• _Task requirements_
1 - Answer from the author biography, one line each:
(a) What is Chris Mandeville's most recent publication?
(b) Which university did she graduate from?
(c) Where does she live now?
2 - For each statement, say whether it agrees with the author biography, and quote the words that decide it.
(a) The IN REAL TIME trilogy is about time travel.
(b) Chris Mandeville was raised in Colorado.
(c) She teaches writing workshops when she is not writing.

• _Study text_
◇ ◇ ◇ ◇

Chris Mandeville writes science fiction/fantasy, young adult fiction, and nonfiction for writers. Her published works include the time travel trilogy IN REAL TIME (Quake, Shake, and Break), Seeds: a post-apocalyptic adventure, 52 Ways to Get Unstuck: Exercises to Break Through Writer's Block, and short stories in several anthologies. Her most recent publication is her children's picture book debut, Oski Becomes a Service Dog. Raised in California and a proud graduate of UC Berkeley, she now lives in the Rocky Mountains of Colorado with her family. When she's not writing, Chris loves to teach writing workshops, try new recipes, and plan her next trip.

◇ ◇ ◇ ◇

• _Data_

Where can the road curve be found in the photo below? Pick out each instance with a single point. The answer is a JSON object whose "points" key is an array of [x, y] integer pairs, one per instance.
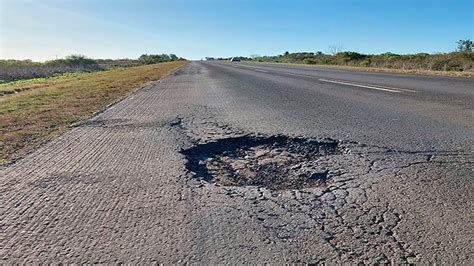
{"points": [[116, 188]]}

◇ ◇ ◇ ◇

• _Answer set_
1 -
(a) Oski Becomes a Service Dog, her children's picture book debut
(b) UC Berkeley
(c) In the Rocky Mountains of Colorado, with her family

2 -
(a) Yes: "the time travel trilogy IN REAL TIME (Quake, Shake, and Break)"
(b) No: "Raised in California"
(c) Yes: "When she's not writing, Chris loves to teach writing workshops"